# Comfort Panel als OPC Server



## franzlurch (30 Januar 2014)

Hallo,

ich nutze hier eine TP900C als OPC Server. Die Verbindung zu dem OPC Client (Kunde PC) funktioniert auch einwandfrei. Einziger Haken an der Sache ist, dass das TP (Server) dem Kunden alle Variablen zur Verfügung stellt. Kann man irgendwo in WinCC V12 einstellen, welche Variablen auf dem OPC Server zur Verfügung gestellt werden oder werden hier prinzipiell alle Variablen ausgegeben. Wenn der Kunde nämlich aus Versehen auf die falschen Variablen (interne Berechnungsvariablen) zugreift könnte das die ganze Anlage lahm legen. Hat hier jemand einen Tipp für mich?

Grus

Chris


----------



## Gerhard Bäurle (31 Januar 2014)

Hallo, 

ist das nicht mehr OPC als HMI? Dann wäre *hier* die Antwort-Chancen eventuell höher.

@moderatoren: verschieben?


----------



## franzlurch (31 Januar 2014)

Moin,

kann ich den Thread auch selbst irgendwie verschieben?

Gestellte Aufgabe –
Gib den Forenthread oben zum Comfort Panel als OPC Server vollständig und Zeichen für Zeichen wieder.

Bereitgestellte Auflistung –
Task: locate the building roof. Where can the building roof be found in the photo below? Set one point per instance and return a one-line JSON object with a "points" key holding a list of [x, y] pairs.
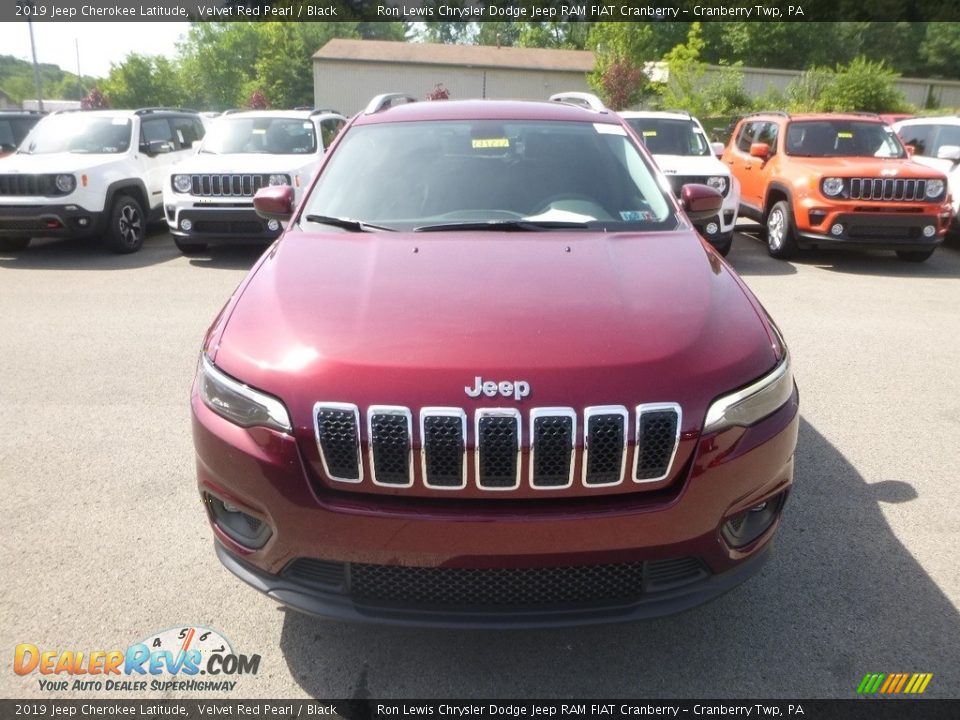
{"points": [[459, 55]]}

--

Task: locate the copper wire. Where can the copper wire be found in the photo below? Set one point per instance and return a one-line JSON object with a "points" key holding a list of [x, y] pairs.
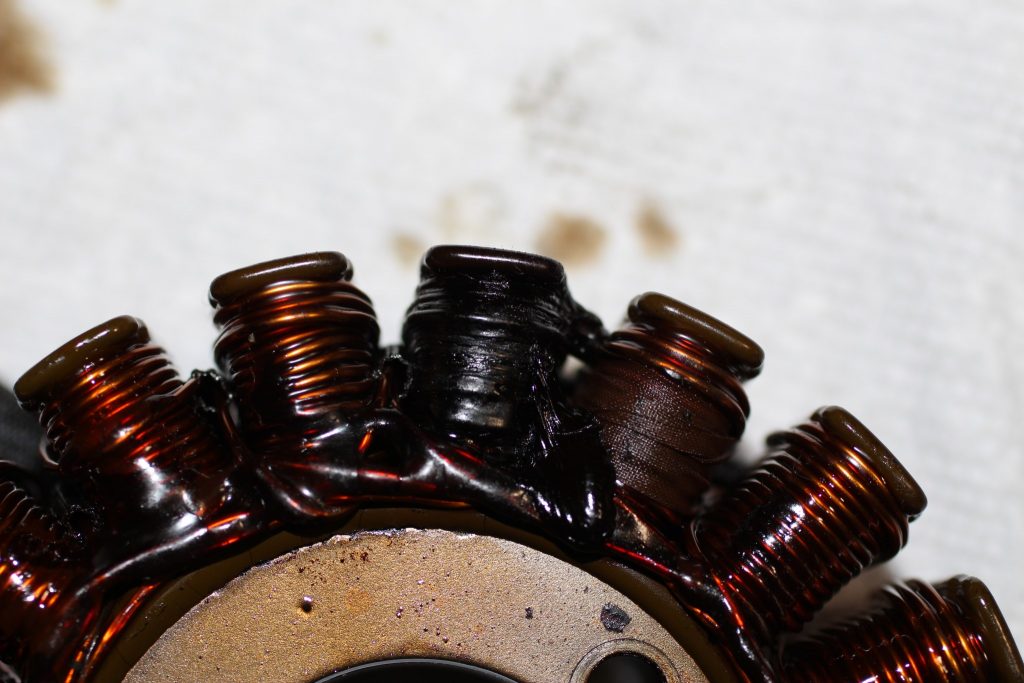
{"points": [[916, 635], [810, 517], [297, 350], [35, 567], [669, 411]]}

Schriftliche Lösung –
# Comfort Panel als OPC Server



## franzlurch (30 Januar 2014)

Hallo,

ich nutze hier eine TP900C als OPC Server. Die Verbindung zu dem OPC Client (Kunde PC) funktioniert auch einwandfrei. Einziger Haken an der Sache ist, dass das TP (Server) dem Kunden alle Variablen zur Verfügung stellt. Kann man irgendwo in WinCC V12 einstellen, welche Variablen auf dem OPC Server zur Verfügung gestellt werden oder werden hier prinzipiell alle Variablen ausgegeben. Wenn der Kunde nämlich aus Versehen auf die falschen Variablen (interne Berechnungsvariablen) zugreift könnte das die ganze Anlage lahm legen. Hat hier jemand einen Tipp für mich?

Grus

Chris


----------



## Gerhard Bäurle (31 Januar 2014)

Hallo, 

ist das nicht mehr OPC als HMI? Dann wäre *hier* die Antwort-Chancen eventuell höher.

@moderatoren: verschieben?


----------



## franzlurch (31 Januar 2014)

Moin,

kann ich den Thread auch selbst irgendwie verschieben?